* **WORK TO COMPLETE**: Render the records from the line with "## Example: detecting dry stone wall" to the line with "0;47;169;94" as a JSON list of strings, one string per line, leaving out blank lines.

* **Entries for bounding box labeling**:
☆ ☆ ☆

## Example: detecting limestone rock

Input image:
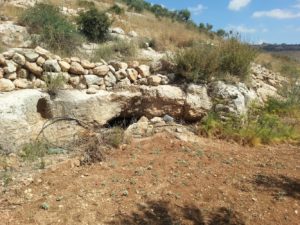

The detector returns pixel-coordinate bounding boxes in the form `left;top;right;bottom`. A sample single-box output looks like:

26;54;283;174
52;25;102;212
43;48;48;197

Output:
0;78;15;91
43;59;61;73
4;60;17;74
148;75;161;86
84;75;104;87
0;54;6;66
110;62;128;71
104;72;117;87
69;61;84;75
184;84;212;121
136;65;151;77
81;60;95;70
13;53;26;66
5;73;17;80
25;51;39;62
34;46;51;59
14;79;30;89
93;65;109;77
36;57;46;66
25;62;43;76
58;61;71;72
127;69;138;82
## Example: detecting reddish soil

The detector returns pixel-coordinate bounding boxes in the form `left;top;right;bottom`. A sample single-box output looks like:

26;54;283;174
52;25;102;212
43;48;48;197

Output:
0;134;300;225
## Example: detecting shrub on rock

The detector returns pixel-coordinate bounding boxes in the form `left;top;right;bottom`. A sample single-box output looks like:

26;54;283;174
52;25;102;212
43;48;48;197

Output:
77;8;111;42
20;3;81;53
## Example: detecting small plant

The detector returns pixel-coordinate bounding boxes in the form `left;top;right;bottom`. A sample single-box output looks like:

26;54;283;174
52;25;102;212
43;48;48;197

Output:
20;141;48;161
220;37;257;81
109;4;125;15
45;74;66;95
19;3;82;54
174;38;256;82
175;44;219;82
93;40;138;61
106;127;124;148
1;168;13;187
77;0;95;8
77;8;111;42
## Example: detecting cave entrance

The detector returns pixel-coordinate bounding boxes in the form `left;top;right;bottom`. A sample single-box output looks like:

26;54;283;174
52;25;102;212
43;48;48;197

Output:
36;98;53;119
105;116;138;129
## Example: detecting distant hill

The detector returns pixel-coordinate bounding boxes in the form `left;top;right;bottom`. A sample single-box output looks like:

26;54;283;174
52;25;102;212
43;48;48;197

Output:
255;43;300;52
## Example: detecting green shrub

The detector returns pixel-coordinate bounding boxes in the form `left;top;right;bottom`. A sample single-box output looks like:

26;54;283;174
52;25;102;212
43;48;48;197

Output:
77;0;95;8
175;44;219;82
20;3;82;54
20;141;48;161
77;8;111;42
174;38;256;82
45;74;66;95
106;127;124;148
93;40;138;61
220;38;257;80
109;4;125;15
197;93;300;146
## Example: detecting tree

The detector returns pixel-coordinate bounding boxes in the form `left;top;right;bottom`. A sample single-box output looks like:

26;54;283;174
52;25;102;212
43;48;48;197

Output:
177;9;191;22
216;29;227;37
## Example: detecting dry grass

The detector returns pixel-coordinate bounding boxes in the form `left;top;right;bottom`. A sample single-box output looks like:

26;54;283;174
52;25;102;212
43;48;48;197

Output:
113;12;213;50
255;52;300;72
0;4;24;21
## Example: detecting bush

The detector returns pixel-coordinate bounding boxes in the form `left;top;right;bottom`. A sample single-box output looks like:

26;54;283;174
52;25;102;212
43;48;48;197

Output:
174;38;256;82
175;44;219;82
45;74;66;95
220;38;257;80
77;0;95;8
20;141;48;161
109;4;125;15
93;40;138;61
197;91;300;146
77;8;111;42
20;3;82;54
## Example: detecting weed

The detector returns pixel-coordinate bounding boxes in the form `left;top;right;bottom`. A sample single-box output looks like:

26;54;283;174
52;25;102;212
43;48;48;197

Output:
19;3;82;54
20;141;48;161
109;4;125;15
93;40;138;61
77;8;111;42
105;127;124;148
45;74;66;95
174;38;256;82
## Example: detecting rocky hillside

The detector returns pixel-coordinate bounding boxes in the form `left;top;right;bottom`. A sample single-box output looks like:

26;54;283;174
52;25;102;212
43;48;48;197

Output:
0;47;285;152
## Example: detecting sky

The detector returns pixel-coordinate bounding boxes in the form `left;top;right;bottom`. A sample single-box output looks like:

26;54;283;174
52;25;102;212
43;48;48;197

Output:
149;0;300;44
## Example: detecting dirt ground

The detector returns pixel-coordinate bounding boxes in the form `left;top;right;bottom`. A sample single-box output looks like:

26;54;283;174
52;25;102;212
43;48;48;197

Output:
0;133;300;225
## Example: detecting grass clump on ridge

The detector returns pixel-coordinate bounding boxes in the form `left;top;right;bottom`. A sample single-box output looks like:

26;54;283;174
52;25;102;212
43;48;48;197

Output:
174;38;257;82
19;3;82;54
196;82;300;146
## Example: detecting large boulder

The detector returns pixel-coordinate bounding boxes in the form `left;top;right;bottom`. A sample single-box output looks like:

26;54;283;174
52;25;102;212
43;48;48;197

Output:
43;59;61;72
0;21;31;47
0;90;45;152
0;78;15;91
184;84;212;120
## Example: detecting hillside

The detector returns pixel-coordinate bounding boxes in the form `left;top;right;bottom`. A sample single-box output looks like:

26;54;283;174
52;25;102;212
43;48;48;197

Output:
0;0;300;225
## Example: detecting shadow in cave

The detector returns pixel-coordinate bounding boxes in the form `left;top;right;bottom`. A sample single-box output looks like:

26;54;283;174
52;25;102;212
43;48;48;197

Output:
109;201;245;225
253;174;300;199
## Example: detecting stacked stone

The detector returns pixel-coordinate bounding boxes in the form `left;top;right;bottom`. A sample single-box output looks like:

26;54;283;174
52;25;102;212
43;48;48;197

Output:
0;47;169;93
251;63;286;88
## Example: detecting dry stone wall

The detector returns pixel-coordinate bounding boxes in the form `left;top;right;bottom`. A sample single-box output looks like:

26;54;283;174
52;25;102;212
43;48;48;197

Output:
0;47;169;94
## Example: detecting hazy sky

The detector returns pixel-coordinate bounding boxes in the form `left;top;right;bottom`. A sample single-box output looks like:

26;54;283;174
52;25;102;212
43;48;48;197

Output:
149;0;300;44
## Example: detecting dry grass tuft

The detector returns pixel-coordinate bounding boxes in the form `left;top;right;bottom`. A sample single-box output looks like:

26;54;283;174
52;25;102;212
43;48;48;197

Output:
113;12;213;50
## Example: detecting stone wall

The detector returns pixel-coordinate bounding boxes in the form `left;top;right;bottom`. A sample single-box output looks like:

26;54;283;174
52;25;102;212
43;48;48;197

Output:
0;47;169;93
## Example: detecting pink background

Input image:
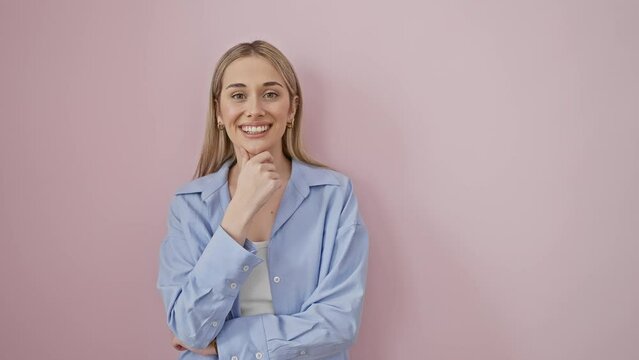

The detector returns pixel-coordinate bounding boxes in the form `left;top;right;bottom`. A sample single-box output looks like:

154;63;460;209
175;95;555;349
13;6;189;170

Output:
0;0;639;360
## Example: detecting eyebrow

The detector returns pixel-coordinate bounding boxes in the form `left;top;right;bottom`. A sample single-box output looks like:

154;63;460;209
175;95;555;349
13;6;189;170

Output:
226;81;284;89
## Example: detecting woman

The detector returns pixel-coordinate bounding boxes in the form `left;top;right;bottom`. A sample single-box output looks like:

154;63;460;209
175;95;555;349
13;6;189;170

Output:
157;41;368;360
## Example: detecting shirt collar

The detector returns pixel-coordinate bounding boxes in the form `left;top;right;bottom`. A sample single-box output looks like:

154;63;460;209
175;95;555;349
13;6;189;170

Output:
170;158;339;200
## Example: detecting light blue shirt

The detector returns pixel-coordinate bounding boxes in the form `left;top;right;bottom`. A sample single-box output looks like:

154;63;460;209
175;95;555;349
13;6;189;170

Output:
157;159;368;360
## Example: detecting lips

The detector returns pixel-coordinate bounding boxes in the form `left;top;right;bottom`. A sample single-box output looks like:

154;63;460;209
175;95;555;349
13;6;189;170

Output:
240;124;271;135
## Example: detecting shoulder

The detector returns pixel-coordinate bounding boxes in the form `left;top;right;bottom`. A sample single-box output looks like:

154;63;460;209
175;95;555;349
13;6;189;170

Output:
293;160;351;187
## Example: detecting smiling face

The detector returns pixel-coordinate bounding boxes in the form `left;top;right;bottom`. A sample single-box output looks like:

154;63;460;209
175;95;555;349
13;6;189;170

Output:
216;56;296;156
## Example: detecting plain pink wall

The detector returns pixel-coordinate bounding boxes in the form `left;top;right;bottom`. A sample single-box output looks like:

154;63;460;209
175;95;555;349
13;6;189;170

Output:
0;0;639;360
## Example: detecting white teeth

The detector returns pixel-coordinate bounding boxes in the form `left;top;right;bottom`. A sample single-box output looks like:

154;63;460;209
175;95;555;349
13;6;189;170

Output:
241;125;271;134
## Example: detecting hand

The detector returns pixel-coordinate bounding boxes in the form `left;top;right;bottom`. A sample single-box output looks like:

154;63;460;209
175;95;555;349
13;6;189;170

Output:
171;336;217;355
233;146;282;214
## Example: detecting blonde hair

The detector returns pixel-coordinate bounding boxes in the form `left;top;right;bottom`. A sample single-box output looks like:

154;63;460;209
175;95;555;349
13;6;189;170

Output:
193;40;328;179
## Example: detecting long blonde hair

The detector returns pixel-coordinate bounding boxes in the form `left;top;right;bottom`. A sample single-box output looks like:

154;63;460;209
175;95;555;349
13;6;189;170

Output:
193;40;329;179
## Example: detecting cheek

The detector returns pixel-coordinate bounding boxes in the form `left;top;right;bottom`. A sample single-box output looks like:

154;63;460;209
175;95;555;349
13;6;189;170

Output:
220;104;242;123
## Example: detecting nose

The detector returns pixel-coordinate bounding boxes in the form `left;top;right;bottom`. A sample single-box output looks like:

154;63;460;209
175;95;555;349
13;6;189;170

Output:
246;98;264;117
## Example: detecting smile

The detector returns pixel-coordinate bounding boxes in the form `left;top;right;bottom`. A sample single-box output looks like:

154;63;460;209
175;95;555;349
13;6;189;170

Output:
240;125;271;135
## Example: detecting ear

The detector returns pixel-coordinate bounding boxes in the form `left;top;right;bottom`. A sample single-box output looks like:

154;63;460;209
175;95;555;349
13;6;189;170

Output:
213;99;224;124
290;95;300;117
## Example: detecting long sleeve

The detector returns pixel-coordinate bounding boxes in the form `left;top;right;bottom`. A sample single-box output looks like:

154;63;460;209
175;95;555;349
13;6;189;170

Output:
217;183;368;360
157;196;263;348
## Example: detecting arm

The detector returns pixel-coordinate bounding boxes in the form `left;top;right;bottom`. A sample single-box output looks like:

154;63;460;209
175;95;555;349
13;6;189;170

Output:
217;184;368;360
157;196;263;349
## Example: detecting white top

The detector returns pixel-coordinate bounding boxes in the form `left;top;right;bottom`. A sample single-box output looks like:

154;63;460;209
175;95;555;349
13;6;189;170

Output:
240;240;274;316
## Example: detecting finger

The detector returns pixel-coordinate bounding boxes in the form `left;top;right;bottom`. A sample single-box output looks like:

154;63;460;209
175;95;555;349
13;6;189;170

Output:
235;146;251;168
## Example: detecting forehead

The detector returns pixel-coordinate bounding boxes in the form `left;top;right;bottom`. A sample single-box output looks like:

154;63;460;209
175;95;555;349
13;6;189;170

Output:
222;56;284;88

☆ ☆ ☆

* **RESPONSE TO THE EXERCISE**:
[
  "## Example: detecting dry stone wall",
  "The detector returns pixel-coordinate bounding boxes in the form `left;top;right;bottom`. A sample single-box output looks like:",
  "26;54;283;174",
  "52;25;102;212",
  "43;48;48;197",
  "Output:",
  "0;47;169;94"
]